Task requirements:
1. Please swap "proppant mine" for "sand mine" in the Source Energy Services news release, and give the passage from "Calgary, Alberta –" up to and including "to post-closing adjustments.".
2. In the Source Energy Services news release, what is the new revolver limit under the company's credit facilities?

Document section:

----

In connection with the acquisition, Source Energy Services has also completed previously announced bought deal raising gross proceeds of CDN $93.8 million through the issuance of 3,450,000 common shares priced at CDN $8.35 per share. Scotiabank acted as sole bookrunner with BMO Capital Markets acting as co-lead underwriter.

Following the closing of the bought deal, TriWest Capital Partners’ stake is reduced to 28.6% from 30.6% of the outstanding common shares. TriWest continues to hold 1,300,174 Class B Shares in Source Energy Services.

photo credit: Preferred Proppants

News Release

Source Energy Services Ltd. Announces Completion of the Acquisition of Preferred Sands’ Wisconsin Mine, Processing Facility and Canadian Frac Sand Assets and Related Financings, including Exercise of Underwriters Over-Allotment Option

NOT FOR DISTRIBUTION TO UNITED STATES NEWS WIRE SERVICES OR DISSEMINATION IN THE UNITED STATES

Calgary, Alberta – November 7, 2017 – Source Energy Services Ltd. (the “Company” or “Source”) is pleased to announce that it has completed its previously announced acquisition (the “Acquisition”) of a Northern White proppant mine in Blair, Wisconsin, two frac sand terminals located in Chetwynd, and Fort Nelson, British Columbia and exploration rights to more than 3,600 acres of land in the Peace River Valley of Alberta, from certain affiliates of Preferred Proppants, LLC, for total consideration of U.S.$80 million (approximately $100 million) cash, subject to post-closing adjustments.

Source has completed its previously announced public and private offerings of common shares (the “Offerings”), raising gross proceeds of $93.8 million (net proceeds of approximately $88.1 million) to partially finance the Acquisition. Source has concurrently increased its revolver limit under its credit facilities from $35 million to $70 million and has added The Bank of Nova Scotia as one of its lenders and drawn approximately $22.2 million thereunder (resulting in a total draw of approximately $39.0 million as of November 7, 2017). Approximately $105.9 million of the aggregate net proceeds of the Offerings and the borrowing under the credit facilities was used to fund the Acquisition and its related fees, expenses and taxes and the remaining $4.4 million is expected to be used to fund the Company’s ongoing capital investment program and for general corporate purposes.

The Offerings include 3,450,000 common shares sold on a bought deal basis to the public (the “Public Offering”) at a price of $8.35 per common share underwritten by a syndicate of underwriters including Scotiabank as sole bookrunner, and BMO Capital Markets as co-lead underwriter for gross proceeds of $28.8 million. The Public Offering includes 450,000 common shares issued pursuant to the exercise in full of the over-allotment option granted to the underwriters. The Offerings also included 7,785,000 common shares sold by way of private placement to certain accredited investors at a price of $8.35 per share for gross proceeds of $65.0 million.

----

Data excerpt:

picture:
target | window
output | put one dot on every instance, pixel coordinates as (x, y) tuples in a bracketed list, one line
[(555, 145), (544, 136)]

----

Exercise solutions:
1.
Calgary, Alberta – November 7, 2017 – Source Energy Services Ltd. (the “Company” or “Source”) is pleased to announce that it has completed its previously announced acquisition (the “Acquisition”) of a Northern White sand mine in Blair, Wisconsin, two frac sand terminals located in Chetwynd, and Fort Nelson, British Columbia and exploration rights to more than 3,600 acres of land in the Peace River Valley of Alberta, from certain affiliates of Preferred Proppants, LLC, for total consideration of U.S.$80 million (approximately $100 million) cash, subject to post-closing adjustments.

2. The revolver limit was increased to $70 million, up from $35 million.